__Exercise details__.
All lines from the entries below that contain the string "wheel" should be copied out.

*** Records for processing Section Begins ***

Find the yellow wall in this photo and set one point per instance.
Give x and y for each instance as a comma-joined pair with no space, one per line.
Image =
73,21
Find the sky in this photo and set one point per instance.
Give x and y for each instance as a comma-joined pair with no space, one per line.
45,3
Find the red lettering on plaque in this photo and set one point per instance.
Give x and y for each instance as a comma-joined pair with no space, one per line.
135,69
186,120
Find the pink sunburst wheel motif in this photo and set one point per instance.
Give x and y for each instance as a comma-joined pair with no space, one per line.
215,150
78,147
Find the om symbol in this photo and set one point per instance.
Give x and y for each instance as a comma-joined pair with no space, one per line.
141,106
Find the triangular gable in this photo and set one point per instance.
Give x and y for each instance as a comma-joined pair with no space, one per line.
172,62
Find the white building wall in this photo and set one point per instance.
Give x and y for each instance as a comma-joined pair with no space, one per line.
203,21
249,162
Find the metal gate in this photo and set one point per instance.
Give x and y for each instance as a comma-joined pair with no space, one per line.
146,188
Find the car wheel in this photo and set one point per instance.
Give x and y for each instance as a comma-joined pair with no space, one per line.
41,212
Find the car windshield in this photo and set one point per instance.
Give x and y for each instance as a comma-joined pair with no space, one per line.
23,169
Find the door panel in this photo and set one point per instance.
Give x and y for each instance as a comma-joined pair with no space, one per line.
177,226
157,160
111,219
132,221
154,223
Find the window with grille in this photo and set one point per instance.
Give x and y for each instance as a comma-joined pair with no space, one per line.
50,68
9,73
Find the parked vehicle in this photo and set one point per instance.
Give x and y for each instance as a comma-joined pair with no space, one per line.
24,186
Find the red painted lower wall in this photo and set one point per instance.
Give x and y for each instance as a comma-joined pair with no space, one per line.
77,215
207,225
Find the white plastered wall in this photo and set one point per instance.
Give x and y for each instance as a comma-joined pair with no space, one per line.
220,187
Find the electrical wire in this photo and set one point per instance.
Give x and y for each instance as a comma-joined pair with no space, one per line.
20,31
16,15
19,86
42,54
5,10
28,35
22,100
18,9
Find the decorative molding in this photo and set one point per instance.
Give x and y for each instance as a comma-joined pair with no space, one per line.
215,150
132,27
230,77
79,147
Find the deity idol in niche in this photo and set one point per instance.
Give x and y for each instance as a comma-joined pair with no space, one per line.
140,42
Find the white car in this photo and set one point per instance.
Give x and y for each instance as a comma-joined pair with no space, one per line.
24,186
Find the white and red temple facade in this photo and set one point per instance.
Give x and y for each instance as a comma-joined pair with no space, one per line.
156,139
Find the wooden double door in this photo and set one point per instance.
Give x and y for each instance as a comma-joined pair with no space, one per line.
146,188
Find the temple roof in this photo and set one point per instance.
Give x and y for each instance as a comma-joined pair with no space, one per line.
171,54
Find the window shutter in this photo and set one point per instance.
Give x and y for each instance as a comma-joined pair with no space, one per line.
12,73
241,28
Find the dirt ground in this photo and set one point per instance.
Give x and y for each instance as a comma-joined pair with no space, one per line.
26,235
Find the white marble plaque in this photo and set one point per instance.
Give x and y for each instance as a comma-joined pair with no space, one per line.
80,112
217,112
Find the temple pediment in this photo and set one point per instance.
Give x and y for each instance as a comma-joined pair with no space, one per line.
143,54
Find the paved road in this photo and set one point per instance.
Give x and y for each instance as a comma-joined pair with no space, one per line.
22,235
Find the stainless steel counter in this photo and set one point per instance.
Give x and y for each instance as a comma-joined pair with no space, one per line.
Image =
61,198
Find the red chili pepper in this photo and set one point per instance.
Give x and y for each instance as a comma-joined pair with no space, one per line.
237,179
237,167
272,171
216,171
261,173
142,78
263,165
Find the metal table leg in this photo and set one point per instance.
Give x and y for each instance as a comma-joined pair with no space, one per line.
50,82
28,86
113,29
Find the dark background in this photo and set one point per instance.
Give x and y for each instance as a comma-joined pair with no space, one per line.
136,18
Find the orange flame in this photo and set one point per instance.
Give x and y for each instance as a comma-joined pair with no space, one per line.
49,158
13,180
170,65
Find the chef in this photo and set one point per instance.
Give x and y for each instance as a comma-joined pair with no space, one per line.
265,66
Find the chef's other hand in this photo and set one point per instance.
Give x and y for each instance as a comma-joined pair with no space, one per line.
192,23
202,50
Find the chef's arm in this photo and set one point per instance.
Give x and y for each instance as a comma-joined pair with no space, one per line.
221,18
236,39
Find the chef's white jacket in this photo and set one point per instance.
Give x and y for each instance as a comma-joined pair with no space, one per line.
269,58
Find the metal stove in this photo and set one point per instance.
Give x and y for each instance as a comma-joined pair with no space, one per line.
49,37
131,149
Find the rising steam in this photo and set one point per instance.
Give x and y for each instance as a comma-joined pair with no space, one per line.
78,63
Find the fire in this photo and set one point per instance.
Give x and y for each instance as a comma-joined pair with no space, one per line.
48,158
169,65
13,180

*** Records for processing Section Ends ***

__Expected output__.
Find the pink sunburst wheel motif in this photo and set one point per instance.
Find the car wheel in this photo and set one point per instance.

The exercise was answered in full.